» **THE REQUEST**: Everything from the line containing "Would you kindly mark the white" down to the last line of the entries below must be transcribed exactly, and nothing else.

» **MATERIAL**:
_ _ _ _
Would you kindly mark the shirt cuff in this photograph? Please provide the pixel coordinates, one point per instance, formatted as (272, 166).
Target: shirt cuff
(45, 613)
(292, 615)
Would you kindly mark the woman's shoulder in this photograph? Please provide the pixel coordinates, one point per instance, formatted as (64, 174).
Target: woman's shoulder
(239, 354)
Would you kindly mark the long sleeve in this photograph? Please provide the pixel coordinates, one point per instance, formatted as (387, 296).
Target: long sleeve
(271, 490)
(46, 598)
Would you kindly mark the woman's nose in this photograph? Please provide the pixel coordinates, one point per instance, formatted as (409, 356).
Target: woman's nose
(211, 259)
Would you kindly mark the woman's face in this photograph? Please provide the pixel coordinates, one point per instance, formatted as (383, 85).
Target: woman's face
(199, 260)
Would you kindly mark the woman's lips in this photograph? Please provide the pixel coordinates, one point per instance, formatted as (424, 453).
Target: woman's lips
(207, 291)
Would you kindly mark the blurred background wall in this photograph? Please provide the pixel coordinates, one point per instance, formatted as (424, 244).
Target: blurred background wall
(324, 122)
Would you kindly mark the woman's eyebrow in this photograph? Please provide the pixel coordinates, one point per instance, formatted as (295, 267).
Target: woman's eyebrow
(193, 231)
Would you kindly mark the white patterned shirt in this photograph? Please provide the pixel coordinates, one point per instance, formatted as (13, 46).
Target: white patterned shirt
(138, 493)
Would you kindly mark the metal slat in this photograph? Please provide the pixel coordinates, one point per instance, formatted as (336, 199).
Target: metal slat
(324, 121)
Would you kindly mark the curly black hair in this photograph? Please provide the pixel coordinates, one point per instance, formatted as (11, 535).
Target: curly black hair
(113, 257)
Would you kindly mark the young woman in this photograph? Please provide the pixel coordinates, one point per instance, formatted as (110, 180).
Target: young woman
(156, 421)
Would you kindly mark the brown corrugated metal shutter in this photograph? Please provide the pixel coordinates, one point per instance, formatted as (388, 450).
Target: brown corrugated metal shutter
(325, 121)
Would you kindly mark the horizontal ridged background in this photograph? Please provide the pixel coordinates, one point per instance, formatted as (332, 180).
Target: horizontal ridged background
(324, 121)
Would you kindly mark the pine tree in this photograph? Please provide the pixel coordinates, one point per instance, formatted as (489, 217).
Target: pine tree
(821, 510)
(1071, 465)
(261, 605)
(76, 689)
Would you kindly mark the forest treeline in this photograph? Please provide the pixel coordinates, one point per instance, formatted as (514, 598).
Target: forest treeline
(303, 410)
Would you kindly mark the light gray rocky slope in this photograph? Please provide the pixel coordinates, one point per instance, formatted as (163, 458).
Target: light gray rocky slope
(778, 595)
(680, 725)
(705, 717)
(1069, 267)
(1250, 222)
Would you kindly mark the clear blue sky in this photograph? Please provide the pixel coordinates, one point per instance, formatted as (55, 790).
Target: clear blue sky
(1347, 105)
_ _ _ _
» **REPLY**:
Would you kindly mark the white patterned shirt in this photograph? Please provide the pixel coordinates, one point per instance, formatted as (13, 46).
Target: white patterned shirt
(138, 493)
Would you kindly mark the metal slat in this photograph? Please provide the pixel coordinates, one point per instance, formatted as (336, 199).
Target: metal slat
(324, 121)
Would you kindly mark the curly black hair in this photograph? Please provide the pixel coordinates, one point per instance, formatted as (11, 535).
Target: curly black hair
(113, 257)
Would you kindly mark the young woman in this photograph? Please provide the pixel coordinates, one point per instance, formatted as (110, 180).
Target: young woman
(156, 421)
Would you kindly mark the brown corrugated metal shutter in this photograph? Please provide the pixel coordinates, one point per instance, formatted as (388, 450).
Target: brown corrugated metal shutter
(325, 121)
Would you kindly mark the horizontal ridged background in this photograph? Please provide the pixel coordinates, one point per instance, formatted as (332, 180).
Target: horizontal ridged background
(324, 121)
Would you kindly mark the pine tree in this photograph? Please provide the pixel coordinates, one point per instance, formatted as (489, 217).
Target: pine tree
(821, 510)
(1071, 465)
(261, 605)
(76, 689)
Would you kindly mark the forest treeline in this photograph? Please provide the pixel coordinates, one point per instance, formatted as (514, 598).
Target: forest treeline
(303, 410)
Would you kindly mark the light gray rocky slope in this photograph? Please provide the pixel coordinates, one point per instance, formatted as (163, 458).
Target: light gray rocky slope
(778, 595)
(680, 725)
(705, 717)
(1069, 267)
(1250, 222)
Would you kindly mark the clear blue sky in this photograph? Please provide the pixel coordinates, one point per instance, formatted as (55, 790).
Target: clear blue sky
(1347, 105)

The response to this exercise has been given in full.